-- PROVIDED RECORDS --
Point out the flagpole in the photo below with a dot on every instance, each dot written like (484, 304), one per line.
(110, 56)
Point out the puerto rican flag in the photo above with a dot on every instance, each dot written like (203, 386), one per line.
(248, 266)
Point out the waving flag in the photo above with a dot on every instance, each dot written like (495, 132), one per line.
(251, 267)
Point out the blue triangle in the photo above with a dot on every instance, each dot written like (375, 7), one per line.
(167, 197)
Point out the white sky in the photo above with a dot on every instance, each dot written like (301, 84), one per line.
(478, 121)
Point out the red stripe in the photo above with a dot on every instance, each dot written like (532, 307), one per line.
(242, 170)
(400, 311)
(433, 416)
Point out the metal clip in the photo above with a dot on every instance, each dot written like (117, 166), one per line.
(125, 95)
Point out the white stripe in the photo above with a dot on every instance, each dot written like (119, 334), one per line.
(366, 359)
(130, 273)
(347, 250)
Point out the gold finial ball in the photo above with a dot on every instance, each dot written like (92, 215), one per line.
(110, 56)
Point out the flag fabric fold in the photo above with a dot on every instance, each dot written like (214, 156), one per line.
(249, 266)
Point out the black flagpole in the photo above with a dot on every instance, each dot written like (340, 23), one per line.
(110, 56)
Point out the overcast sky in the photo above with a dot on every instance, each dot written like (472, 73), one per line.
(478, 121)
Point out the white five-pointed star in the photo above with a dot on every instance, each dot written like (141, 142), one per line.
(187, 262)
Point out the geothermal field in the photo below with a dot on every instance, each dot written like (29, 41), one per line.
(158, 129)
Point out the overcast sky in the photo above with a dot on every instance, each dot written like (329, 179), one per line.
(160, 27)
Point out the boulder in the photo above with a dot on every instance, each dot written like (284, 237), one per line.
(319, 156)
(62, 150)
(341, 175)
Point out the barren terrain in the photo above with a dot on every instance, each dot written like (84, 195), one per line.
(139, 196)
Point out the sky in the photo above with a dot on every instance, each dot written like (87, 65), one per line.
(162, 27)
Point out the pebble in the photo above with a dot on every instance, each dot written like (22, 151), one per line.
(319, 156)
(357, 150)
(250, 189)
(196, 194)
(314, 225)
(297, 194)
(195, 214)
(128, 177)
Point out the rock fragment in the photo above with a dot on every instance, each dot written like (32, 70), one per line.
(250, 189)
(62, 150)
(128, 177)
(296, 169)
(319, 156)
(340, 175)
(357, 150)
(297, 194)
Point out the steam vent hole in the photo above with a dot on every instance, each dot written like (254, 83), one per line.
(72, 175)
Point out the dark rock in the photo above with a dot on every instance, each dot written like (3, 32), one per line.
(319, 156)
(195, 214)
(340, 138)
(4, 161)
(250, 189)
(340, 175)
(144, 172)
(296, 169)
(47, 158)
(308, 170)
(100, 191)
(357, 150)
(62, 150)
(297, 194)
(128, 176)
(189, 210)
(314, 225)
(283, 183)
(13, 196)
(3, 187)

-- REQUIRED TASK --
Give the entries once more, exactly as they appear.

-- CORRECT RESULT --
Point out the flagpole in the photo below with a dot on every instance, each dot written like (484, 304), one per line.
(110, 56)
Point out the puerto rican flag in the photo above with a dot on every instance, each dot written like (203, 386), one per line.
(248, 266)
Point out the waving flag in the photo above with a dot on every instance, each dot written like (495, 132), one per line.
(251, 267)
Point out the blue triangle in the photo above with a dot on every instance, each dot written like (375, 7), one per line.
(167, 197)
Point out the white sky in the photo above with a dot on every instance, each dot written like (301, 84), one per line.
(478, 121)
Point out the red stripe in the photo above with a dot on every instance, each dot written like (532, 307), one per line.
(242, 170)
(400, 311)
(433, 416)
Point out the metal clip in the photo above with a dot on every instance, each dot written like (117, 166), one per line.
(125, 95)
Point out the white stripe in the photo above with a dot on every instance, each dot written like (119, 334), one per line.
(366, 359)
(130, 273)
(347, 250)
Point out the gold finial ball in the photo above with a dot on every instance, each dot written like (92, 215), one per line.
(110, 56)
Point out the flag fabric fold in the photo above with a dot on every instance, each dot written like (214, 156), one per line.
(249, 266)
Point out the black flagpole in the photo above with a dot on every instance, each dot written like (340, 23), one per line.
(110, 56)
Point out the overcast sky in the photo above with a dot on every instance, each dot written like (472, 73), one per line.
(478, 121)
Point out the white five-pointed star in the photo above with a dot on every instance, each dot written like (141, 142), one per line.
(187, 262)
Point out the geothermal field in the photo below with a dot on every instance, each dot written like (29, 41), one per line.
(158, 129)
Point out the overcast sky in the photo above with a dot on every instance, each dot written like (329, 179), one per line.
(160, 27)
Point out the boulder in the photo above with a dot on every instance, each dot written like (284, 237), one per line.
(319, 156)
(62, 150)
(341, 175)
Point out the barren terrain in the photo above with a dot on every instance, each dot written like (84, 195), one per line.
(139, 196)
Point out the sky in the photo above with a dot on every instance, each dot written like (87, 65), one per line.
(162, 27)
Point out the pebble in the photo above with a dot on every instance, each dot written like (22, 151), one per line.
(319, 156)
(357, 150)
(250, 189)
(196, 194)
(314, 225)
(297, 194)
(195, 214)
(128, 177)
Point out the rock fragment in the photo above with a dot on every instance, each dot written like (32, 70), one per line.
(250, 189)
(62, 150)
(128, 177)
(296, 169)
(319, 156)
(340, 175)
(357, 150)
(297, 194)
Point out the steam vent hole in the photo above with a dot on every instance, each dot written like (254, 83), one per line.
(72, 175)
Point out the dark rock in the photo above with a dot on every instance, each dot written like (3, 32), one per line.
(319, 156)
(195, 214)
(340, 138)
(4, 161)
(250, 189)
(340, 175)
(144, 172)
(296, 169)
(47, 158)
(308, 170)
(100, 191)
(357, 150)
(62, 150)
(297, 194)
(128, 176)
(189, 210)
(314, 225)
(283, 183)
(13, 196)
(3, 187)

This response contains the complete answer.